TEXT TO READ>
--- START ---

But on the side of the tire in slow-speed corners, the 10R suffers from a slightly abrupt throttle response from closed, the same as the Yamaha YZF-R1 does. And like the Yamaha, it does get better the higher the revs. This is largely down to EFI emissions control of the now Euro 4 engine, but you can get around this by fitting the race ECU that comes with a different fuel map. Or so I’m told. As I was all set to ride the race-kitted bike, Malaysia decided to drop its lunch and downpour the entire facility – so no race kit for Rennie.
The throttle is linked directly to the now five-stage traction-control system, which, in reality, is what all the fancy IMU gizmos are trying to make the most out of. I really was not a fan of the 2011 TC system – thankfully this new system is miles better than that one. After three sessions I devised my best traction-control number was 2, which gave about the same level of slip as 1 did on the 2011 bike but without the harshness on the cut-out. Level 1 lets you really hang the 10R out, however, this map is only for the very advanced riders out there, and it caught me out a couple of times when I got too greedy with the throttle. It saved me, but brutally. “Thank God for electronics,” I kept saying in my lid.
Kawasaki’s made a ZX-10R that is, without question, miles better than the previous model. Far and away the number-one feature for my book is the way the new Showa suspension combines with the revamped chassis to create a bike that turns the way it always should have. That already makes this bike a massive improvement, and that’s without taking the electronics or engine changes into consideration. Plus, the incredibly advanced electronics now mean the 10R is equal to anything on offer from Japan or Europe, whereas it was not before.
The engine’s lack of low-down torque is a bit of a letdown, but that trademark Ninja appetite for revs is still there. That’s what makes a Kawasaki superbike – big revs, a banshee wail from the exhaust and now, a chassis that works with you rather than against. It’s still a bike that will require a certain riding style to get the most out of, but it’s now a bike that’ll work for a much broader range of riders – from World Superbike to the Sunday scratcher – than the old bike could ever hope to.
Down The Bottom: The crankshaft has gone on a diet and has shed one pound of overall weight. Less weight gives two benefits – faster spin-up off the bottom of the rev range and less inertia to move from side to side on turn-in. Engine balancer has also been slightly lightened.
In The Middle: The over-square 76 x 55mm bore and stroke dimensions have been carried over from the previous model. Pistons are now 1.5mm shorter at 37.7mm and 5g lighter than the 2011 model, with a revised crown designed to handle the greater power of the 2016 engine. Pistons are now coated with a new dry film lubricant coating, designed to reduce friction at low rpm and help with new engine break-in.
Up The Top: The cylinder head’s overall height has been shortened, housing a more compact valve train with the same longer reach spark plugs as the supercharged H2. Larger cooling passages deal with an engine producing more horsepower and therefore, more heat.
Four forged chromoloy billet camshafts have revised timing with longer overlap for more top-end power. Valve train’s been lightened and houses titanium valves (exhaust is 1mm larger). Straighter intake and exhaust ports extend from a revised combustion chamber.

--- END ---

[Entries from a data source]
--- START ---

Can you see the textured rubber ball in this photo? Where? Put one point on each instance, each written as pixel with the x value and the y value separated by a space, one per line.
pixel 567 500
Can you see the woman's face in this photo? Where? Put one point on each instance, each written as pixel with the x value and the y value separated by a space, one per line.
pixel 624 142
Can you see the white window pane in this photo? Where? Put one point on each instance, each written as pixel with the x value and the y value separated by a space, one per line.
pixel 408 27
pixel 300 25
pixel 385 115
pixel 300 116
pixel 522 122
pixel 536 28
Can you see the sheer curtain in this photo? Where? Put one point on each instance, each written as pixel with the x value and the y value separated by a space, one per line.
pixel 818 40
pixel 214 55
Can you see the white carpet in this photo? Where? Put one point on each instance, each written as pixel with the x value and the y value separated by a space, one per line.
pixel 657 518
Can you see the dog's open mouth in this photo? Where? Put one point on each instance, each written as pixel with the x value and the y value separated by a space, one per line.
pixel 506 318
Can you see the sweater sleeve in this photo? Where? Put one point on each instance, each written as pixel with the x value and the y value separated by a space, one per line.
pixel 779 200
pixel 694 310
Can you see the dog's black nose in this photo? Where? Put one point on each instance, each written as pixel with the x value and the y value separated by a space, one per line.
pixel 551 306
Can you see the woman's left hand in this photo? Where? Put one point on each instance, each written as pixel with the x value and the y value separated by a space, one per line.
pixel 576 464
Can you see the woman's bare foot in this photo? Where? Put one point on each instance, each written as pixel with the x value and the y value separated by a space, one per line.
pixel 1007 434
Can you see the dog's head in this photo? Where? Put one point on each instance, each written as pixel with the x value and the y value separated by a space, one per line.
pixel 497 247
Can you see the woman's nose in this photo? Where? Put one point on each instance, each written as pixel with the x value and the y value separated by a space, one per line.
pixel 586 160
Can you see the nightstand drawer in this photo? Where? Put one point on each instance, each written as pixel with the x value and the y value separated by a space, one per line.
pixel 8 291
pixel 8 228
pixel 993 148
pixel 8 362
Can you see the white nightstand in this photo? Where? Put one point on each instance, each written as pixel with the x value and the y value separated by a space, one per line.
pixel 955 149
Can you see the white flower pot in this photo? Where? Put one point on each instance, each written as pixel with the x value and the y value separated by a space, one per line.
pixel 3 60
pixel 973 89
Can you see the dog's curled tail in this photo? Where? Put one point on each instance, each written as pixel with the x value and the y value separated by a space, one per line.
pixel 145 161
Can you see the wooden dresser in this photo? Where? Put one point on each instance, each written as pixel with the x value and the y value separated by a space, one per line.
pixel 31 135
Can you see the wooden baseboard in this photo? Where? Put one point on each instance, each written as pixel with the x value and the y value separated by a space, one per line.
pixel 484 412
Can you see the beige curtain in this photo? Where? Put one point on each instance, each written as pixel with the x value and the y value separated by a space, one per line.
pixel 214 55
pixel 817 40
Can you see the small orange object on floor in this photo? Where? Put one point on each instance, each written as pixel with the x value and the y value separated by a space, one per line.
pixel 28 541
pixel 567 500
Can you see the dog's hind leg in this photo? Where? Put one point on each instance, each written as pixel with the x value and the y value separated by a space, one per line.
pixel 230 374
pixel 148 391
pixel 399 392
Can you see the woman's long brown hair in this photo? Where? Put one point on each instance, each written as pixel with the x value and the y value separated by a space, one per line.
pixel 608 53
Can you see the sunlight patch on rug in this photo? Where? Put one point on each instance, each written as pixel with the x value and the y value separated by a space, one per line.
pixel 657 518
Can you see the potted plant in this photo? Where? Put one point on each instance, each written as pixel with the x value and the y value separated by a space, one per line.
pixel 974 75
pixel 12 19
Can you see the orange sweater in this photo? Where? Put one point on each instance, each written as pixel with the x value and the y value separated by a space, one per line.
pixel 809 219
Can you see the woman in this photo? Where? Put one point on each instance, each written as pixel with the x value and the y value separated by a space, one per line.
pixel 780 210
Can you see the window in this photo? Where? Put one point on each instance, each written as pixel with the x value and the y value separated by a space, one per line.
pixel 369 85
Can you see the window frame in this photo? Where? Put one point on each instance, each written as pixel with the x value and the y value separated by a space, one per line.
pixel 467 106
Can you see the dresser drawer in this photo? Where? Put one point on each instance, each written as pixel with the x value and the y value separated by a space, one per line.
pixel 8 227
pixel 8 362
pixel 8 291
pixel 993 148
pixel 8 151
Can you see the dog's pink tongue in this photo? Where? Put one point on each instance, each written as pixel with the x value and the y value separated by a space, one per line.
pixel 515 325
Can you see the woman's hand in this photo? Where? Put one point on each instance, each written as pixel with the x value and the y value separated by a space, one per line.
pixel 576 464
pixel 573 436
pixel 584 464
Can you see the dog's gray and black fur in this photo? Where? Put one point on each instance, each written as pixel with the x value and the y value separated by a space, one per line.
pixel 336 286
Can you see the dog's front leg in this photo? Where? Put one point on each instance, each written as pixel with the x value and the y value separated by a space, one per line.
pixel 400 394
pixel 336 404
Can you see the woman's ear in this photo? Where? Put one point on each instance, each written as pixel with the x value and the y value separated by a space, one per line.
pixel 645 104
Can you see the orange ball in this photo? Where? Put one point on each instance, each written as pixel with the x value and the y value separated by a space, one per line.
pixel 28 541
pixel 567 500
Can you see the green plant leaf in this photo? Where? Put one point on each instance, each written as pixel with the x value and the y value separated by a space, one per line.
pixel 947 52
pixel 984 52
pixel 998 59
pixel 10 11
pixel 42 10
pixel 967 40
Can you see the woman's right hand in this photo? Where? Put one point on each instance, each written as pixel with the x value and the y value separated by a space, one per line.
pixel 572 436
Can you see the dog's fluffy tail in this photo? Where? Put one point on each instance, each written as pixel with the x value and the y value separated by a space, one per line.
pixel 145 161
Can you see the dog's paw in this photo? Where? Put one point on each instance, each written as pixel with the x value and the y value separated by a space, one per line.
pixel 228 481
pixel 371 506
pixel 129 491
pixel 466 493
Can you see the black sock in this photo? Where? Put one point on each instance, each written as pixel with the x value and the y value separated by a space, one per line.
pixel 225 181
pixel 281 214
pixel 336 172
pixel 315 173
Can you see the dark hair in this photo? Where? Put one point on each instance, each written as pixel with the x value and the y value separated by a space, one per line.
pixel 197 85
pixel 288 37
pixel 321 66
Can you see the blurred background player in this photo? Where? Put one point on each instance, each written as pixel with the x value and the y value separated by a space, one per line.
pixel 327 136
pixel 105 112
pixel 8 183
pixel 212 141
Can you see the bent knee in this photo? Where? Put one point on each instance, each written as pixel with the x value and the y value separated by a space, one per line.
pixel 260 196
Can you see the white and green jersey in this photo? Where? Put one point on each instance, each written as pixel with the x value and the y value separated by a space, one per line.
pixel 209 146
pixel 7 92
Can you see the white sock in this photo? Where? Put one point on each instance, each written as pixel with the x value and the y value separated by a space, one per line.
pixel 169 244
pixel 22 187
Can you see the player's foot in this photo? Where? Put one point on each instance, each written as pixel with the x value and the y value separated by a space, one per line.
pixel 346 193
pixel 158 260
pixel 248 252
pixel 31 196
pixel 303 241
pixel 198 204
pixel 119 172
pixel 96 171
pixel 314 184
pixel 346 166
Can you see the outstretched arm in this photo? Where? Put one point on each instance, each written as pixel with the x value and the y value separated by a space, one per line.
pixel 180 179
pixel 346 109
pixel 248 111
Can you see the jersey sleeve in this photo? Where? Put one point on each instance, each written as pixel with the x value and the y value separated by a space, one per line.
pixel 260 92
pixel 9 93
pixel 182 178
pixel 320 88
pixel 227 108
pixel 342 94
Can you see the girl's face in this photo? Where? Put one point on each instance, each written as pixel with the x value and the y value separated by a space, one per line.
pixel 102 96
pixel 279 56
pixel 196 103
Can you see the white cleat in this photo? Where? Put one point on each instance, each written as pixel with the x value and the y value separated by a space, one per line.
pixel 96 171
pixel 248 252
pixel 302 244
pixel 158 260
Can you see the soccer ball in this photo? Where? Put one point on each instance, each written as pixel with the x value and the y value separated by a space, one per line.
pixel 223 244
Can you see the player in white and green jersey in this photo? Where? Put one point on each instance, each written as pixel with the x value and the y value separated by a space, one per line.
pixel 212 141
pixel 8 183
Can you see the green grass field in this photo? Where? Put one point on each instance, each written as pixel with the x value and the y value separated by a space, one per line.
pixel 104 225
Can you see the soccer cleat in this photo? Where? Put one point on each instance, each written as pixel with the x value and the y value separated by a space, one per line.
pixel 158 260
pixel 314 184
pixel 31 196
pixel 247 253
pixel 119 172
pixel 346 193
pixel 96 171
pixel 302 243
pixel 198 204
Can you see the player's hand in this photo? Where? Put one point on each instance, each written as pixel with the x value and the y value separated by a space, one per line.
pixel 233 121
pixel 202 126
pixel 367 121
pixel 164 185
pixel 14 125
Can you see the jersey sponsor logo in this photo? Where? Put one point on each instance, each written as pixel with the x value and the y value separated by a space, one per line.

--- END ---

GOAL 1> In the ZX-10R review, copy out word for word the passage that begins at the words "In The Middle: The" and stops after "therefore, more heat.".
GOAL 2> In the ZX-10R review, how much weight has the crankshaft shed?
GOAL 3> List every change the ZX-10R review gives for the 2016 pistons compared with the 2011 model.

TASK OUTPUT 1>
In The Middle: The over-square 76 x 55mm bore and stroke dimensions have been carried over from the previous model. Pistons are now 1.5mm shorter at 37.7mm and 5g lighter than the 2011 model, with a revised crown designed to handle the greater power of the 2016 engine. Pistons are now coated with a new dry film lubricant coating, designed to reduce friction at low rpm and help with new engine break-in.
Up The Top: The cylinder head’s overall height has been shortened, housing a more compact valve train with the same longer reach spark plugs as the supercharged H2. Larger cooling passages deal with an engine producing more horsepower and therefore, more heat.

TASK OUTPUT 2> One pound.

TASK OUTPUT 3>
- 1.5mm shorter, at 37.7mm
- 5g lighter
- A revised crown designed to handle the greater power
- A new dry film lubricant coating